**Material supplied:**

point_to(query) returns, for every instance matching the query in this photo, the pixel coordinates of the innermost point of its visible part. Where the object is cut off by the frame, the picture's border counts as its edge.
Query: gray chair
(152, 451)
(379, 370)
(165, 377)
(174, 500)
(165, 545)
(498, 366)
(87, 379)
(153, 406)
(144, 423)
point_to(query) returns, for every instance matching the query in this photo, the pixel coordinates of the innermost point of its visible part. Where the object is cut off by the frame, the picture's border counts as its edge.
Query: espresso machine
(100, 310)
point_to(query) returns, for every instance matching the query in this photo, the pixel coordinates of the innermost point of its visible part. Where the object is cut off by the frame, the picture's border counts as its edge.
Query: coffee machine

**Task directions:**
Please write out all of the rows above again, word for word.

**Solution to this problem:**
point_to(query) returns, for every instance matching the query in this photo, the pixel coordinates of the innermost point of its visible part. Where the object is cut off by the frame, the picture's border counts as its edge.
Query: gray chair
(152, 451)
(379, 370)
(165, 377)
(174, 500)
(165, 545)
(498, 366)
(87, 379)
(153, 406)
(144, 423)
point_to(query) returns, for every instance matching the query in this photo, the pixel coordinates of the innermost point of its visible part. Where the object is cut off by the frame, the picture's border counts as its edge.
Query: espresso machine
(100, 310)
point_to(query) returns, for every instance matching the query in this photo, the pixel coordinates of the innermost point of its visible part. Where the object is cut off by the frame, the picture's border counts as its edge.
Query: coffee machine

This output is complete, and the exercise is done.